**Supplied text:**
>> start
Compat for pyarrow 0.8.0 by TomAugspurger · Pull Request #2973 · dask/dask

TomAugspurger · 2017-12-08T02:52:35Z

I've tested locally against pyarrow 0.7.1 and pyarrow master + apache/arrow#1397. There's one type of failure with pyarrow master. fastparquet cannot read files created by pyarrow when

It's written as a ParquetDataset
There are at least 129 rows.

I'm still trying to figure out what's going on, but fastparquet fails with a long exception, the crux of which is


    def readString(self):
>       return binary_to_str(self.readBinary())

../../../miniconda3/envs/pyarrow-dev/lib/python3.6/site-packages/thrift/protocol/TProtocol.py:184:
_ _ _ _ _ _ _ _ _ _ _ _ _ _ _ _ _ _ _ _ _ _ _ _ _ _ _ _ _ _ _ _ _ _ _ _ _ _ _ _ _ _ _ _ _ _ _ _ _ _ _ _ _ _ _ _ _ _ _ _ _ _ _ _ _ _ _ _ _ _ _ _ _ _ _ _ _ _ _

bin_val = b'\x00\x00\x00\x00\x00\x00\xf0?'

    def binary_to_str(bin_val):
>       return bin_val.decode('utf8')
E       UnicodeDecodeError: 'utf-8' codec can't decode byte 0xf0 in position 6: invalid continuation byte

We'll need to wait for apache/arrow#1397 to be merged and a conda package pushed, then I'll update our CI to test against pyarrow master.
>> end
**Source data:**
>> start
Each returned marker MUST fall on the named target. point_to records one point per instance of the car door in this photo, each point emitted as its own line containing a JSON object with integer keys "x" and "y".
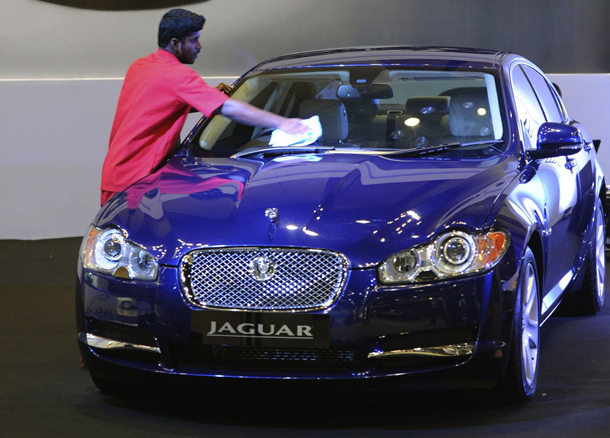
{"x": 560, "y": 178}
>> end
**Stated exercise 1:** Recast the paragraph of the pyarrow compatibility comment that begins "We'll need to wait" as a brief list that keeps its main facts.
**Stated exercise 2:** Extend the pyarrow compatibility comment with a few sentences that follow on from its final one.

**Exercise result 1:**
- Wait for apache/arrow#1397 to be merged.
- Wait for a conda package to be pushed.
- Then update the CI to test against pyarrow master.

**Exercise result 2:**
cc @xhochy, @cpcloud

TomAugspurger · 2017-12-08T02:53:43Z

Heres a reprex for the pyarrow Dataset -> fastparquet bug:

import os
import pandas as pd
import pyarrow as pa
import pyarrow.parquet as pq
import tempfile
import fastparquet as fp

df = pd.DataFrame({"A": range(129)})
t = pa.Table.from_pandas(df)
tmpdir = tempfile.TemporaryDirectory().name

pq.write_to_dataset(t, tmpdir)

fp.ParquetFile(os.path.join(tmpdir,  os.listdir(tmpdir)[0])).to_pandas()

Fails with:

Traceback (most recent call last):
  File "/Users/taugspurger/sandbox/repos/fastparquet/fastparquet/api.py", line 96, in __init__
    with open_with(fn2, 'rb') as f:
  File "/Users/taugspurger/sandbox/repos/fastparquet/fastparquet/util.py", line 44, in default_open
    return open(f, mode)
NotADirectoryError: [Errno 20] Not a directory: '/var/folders/hz/f43khqfn7b1b1g8z_z6y3bsw0000gp/T/tmpiplwgazx/d77558b180f74f889f53aa8ead7d8c58.parquet/_metadata'

During handling of the above exception, another exception occurred:

Traceback (most recent call last):
  File "/Users/taugspurger/sandbox/repos/fastparquet/fastparquet/api.py", line 119, in _parse_header
    fmd = read_thrift(f, parquet_thrift.FileMetaData)
  File "/Users/taugspurger/sandbox/repos/fastparquet/fastparquet/thrift_structures.py", line 24, in read_thrift
    obj.read(pin)
  File "/Users/taugspurger/sandbox/repos/fastparquet/fastparquet/parquet_thrift/parquet/ttypes.py", line 1899, in read
    _elem53.read(iprot)
  File "/Users/taugspurger/sandbox/repos/fastparquet/fastparquet/parquet_thrift/parquet/ttypes.py", line 1742, in read
    _elem33.read(iprot)
  File "/Users/taugspurger/sandbox/repos/fastparquet/fastparquet/parquet_thrift/parquet/ttypes.py", line 1656, in read
    self.meta_data.read(iprot)
  File "/Users/taugspurger/sandbox/repos/fastparquet/fastparquet/parquet_thrift/parquet/ttypes.py", line 1487, in read
    self.statistics.read(iprot)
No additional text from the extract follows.